* **短文**
藏在古树群里的村庄
2011-10-23见忘
见 忘
古树沧桑罩水口
沿文泰公路,过珊溪,约十余里,便见路旁有古树簇拥着,几幢洋房或现或隐,别有格致,车上早有人嚷嚷,那就是朱川村了。
其实,于朱川的大致,一路上已略有耳闻。据说朱川的水口是文成最好看的两个之一。之于水口概念的模糊,粗浅且不好学的我选择了默言。直至下车奔入村口,见眼前景物,才恍然有似是而非的悟解。
那古树簇立着,有红枫,有红豆杉,有毛栗等,皆虬枝熊干,耸立入云,俨然便是所谓风水树了。树荫下,乍现小桥流水,虽无激烈,却也清澈透石,悠悠声去,漫漫音来,和着风动,水动,叶动,云动,心也一并动了。

* **所给记录**
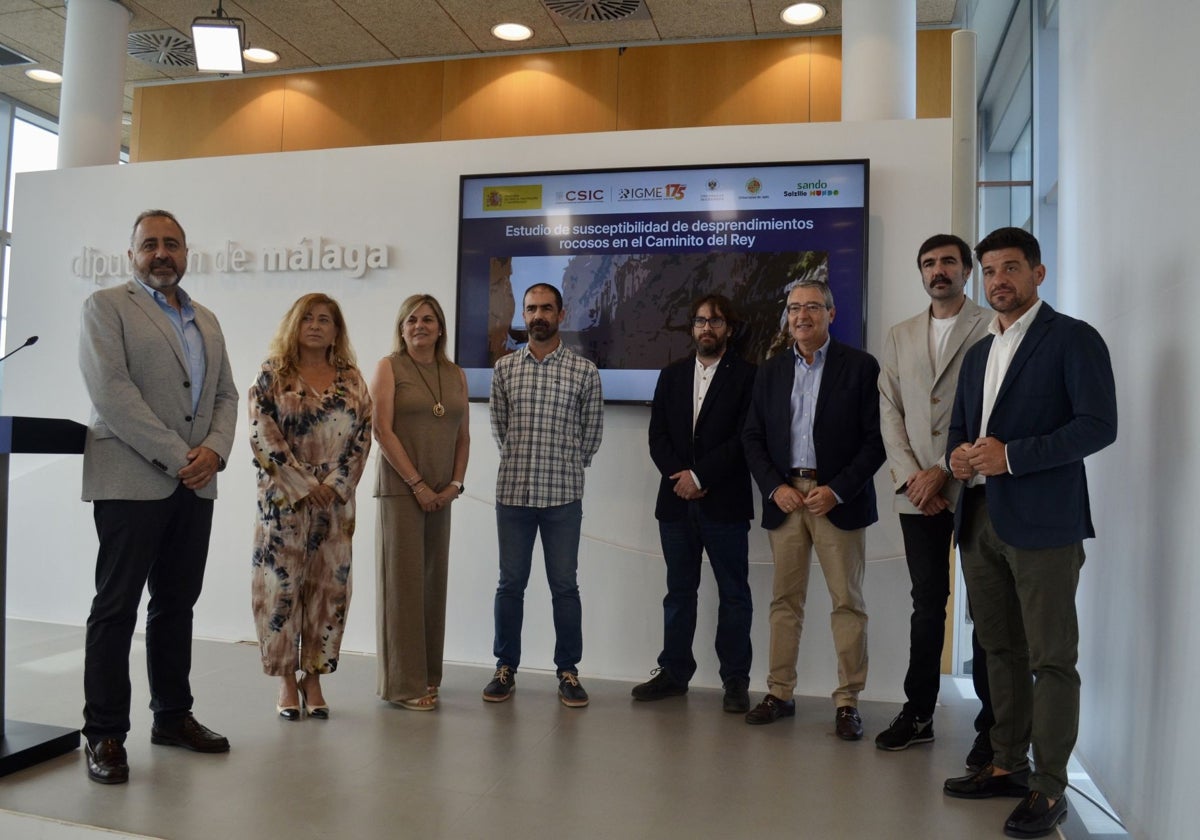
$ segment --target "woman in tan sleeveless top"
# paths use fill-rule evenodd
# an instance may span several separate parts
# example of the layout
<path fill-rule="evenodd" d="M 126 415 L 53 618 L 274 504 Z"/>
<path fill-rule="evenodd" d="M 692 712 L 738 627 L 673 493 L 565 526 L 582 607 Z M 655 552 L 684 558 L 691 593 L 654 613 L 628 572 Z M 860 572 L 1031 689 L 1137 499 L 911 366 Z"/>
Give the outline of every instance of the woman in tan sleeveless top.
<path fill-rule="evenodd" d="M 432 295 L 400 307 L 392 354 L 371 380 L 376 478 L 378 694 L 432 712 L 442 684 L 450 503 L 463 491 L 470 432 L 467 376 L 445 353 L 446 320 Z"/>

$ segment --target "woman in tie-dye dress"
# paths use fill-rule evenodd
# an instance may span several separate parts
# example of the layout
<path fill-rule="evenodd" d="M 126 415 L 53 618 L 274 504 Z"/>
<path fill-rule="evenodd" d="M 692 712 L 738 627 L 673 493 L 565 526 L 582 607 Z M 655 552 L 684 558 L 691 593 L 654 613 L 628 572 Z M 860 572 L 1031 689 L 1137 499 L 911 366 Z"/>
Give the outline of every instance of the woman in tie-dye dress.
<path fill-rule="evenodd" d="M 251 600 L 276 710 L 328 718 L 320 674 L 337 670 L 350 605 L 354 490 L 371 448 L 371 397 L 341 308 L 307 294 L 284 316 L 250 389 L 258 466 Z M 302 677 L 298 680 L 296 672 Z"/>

* **书面练习 1**
请把上面那篇写朱川村古树与水口的短文一字不改地完整抄录一遍。
* **书面练习 2**
将上方记录整理成两列CSV，列名分别为“要求”和“答案”，记录中的每一项占一行。每项的文本和答案各放进一个带引号的字段，换行改成空格，图片不要放进结果。

* **练习答案 1**
藏在古树群里的村庄
2011-10-23见忘
见 忘
古树沧桑罩水口
沿文泰公路,过珊溪,约十余里,便见路旁有古树簇拥着,几幢洋房或现或隐,别有格致,车上早有人嚷嚷,那就是朱川村了。
其实,于朱川的大致,一路上已略有耳闻。据说朱川的水口是文成最好看的两个之一。之于水口概念的模糊,粗浅且不好学的我选择了默言。直至下车奔入村口,见眼前景物,才恍然有似是而非的悟解。
那古树簇立着,有红枫,有红豆杉,有毛栗等,皆虬枝熊干,耸立入云,俨然便是所谓风水树了。树荫下,乍现小桥流水,虽无激烈,却也清澈透石,悠悠声去,漫漫音来,和着风动,水动,叶动,云动,心也一并动了。

* **练习答案 2**
要求,答案
"$ segment --target ""woman in tan sleeveless top"" # paths use fill-rule evenodd # an instance may span several separate parts # example of the layout <path fill-rule=""evenodd"" d=""M 126 415 L 53 618 L 274 504 Z""/> <path fill-rule=""evenodd"" d=""M 692 712 L 738 627 L 673 493 L 565 526 L 582 607 Z M 655 552 L 684 558 L 691 593 L 654 613 L 628 572 Z M 860 572 L 1031 689 L 1137 499 L 911 366 Z""/> Give the outline of every instance of the woman in tan sleeveless top.","<path fill-rule=""evenodd"" d=""M 432 295 L 400 307 L 392 354 L 371 380 L 376 478 L 378 694 L 432 712 L 442 684 L 450 503 L 463 491 L 470 432 L 467 376 L 445 353 L 446 320 Z""/>"
"$ segment --target ""woman in tie-dye dress"" # paths use fill-rule evenodd # an instance may span several separate parts # example of the layout <path fill-rule=""evenodd"" d=""M 126 415 L 53 618 L 274 504 Z""/> <path fill-rule=""evenodd"" d=""M 692 712 L 738 627 L 673 493 L 565 526 L 582 607 Z M 655 552 L 684 558 L 691 593 L 654 613 L 628 572 Z M 860 572 L 1031 689 L 1137 499 L 911 366 Z""/> Give the outline of every instance of the woman in tie-dye dress.","<path fill-rule=""evenodd"" d=""M 251 600 L 276 710 L 328 718 L 320 674 L 337 670 L 350 605 L 354 490 L 371 448 L 371 397 L 341 308 L 307 294 L 284 316 L 250 389 L 258 466 Z M 302 677 L 298 680 L 296 672 Z""/>"